### Stated task
Extract, verbatim, all lines starting at the one containing "target: green arched niche" and ending with the final line of the listing, and no others.

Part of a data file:
________________________

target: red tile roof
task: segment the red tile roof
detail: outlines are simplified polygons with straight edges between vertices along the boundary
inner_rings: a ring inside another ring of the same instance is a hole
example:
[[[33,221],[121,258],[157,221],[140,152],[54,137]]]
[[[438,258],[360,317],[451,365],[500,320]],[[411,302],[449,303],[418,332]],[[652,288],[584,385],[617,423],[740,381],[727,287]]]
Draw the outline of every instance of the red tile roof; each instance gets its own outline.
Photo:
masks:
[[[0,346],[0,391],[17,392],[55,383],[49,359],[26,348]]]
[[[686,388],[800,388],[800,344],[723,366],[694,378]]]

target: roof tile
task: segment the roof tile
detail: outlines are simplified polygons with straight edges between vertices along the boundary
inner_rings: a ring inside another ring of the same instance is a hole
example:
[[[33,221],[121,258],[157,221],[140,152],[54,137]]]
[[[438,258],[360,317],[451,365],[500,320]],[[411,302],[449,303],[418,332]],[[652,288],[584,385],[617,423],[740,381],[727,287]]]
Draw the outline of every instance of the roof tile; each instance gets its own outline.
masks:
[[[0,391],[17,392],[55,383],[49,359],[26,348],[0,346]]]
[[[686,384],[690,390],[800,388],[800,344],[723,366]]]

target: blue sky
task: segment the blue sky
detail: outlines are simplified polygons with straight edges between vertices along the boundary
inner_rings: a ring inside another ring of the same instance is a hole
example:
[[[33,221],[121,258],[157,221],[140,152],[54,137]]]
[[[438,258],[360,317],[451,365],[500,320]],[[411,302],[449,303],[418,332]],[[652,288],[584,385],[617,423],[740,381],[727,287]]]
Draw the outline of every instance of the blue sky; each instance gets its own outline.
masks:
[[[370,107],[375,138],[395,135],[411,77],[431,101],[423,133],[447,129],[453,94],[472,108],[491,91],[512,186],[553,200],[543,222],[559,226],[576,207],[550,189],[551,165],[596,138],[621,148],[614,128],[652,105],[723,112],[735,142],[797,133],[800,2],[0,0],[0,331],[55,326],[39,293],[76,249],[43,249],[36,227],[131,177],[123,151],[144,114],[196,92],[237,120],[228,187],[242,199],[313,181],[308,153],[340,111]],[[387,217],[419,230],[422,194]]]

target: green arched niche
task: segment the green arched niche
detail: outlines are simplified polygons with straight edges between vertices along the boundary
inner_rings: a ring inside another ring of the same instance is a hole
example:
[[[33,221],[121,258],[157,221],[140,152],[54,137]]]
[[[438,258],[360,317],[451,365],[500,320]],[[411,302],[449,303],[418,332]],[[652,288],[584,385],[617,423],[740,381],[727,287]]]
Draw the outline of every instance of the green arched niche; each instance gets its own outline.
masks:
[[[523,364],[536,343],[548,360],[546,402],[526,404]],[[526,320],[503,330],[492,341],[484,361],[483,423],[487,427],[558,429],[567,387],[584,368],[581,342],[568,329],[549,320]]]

________________________

### Exercise answer
target: green arched niche
task: segment the green arched niche
detail: outlines are simplified polygons with straight edges between vertices along the boundary
inner_rings: a ring inside another ring of the same instance is a hole
example:
[[[33,221],[121,258],[157,221],[140,152],[54,137]]]
[[[438,258],[360,317],[451,365],[500,320]],[[411,302],[449,303],[418,332]],[[652,288],[584,385],[617,423],[740,381],[727,287]]]
Draw the outline of every instance of the green arched niche; each instance gets its own outline.
masks:
[[[523,364],[536,343],[548,360],[546,402],[526,404]],[[526,320],[503,330],[492,341],[484,361],[483,423],[487,427],[558,429],[567,387],[584,368],[581,342],[568,329],[549,320]]]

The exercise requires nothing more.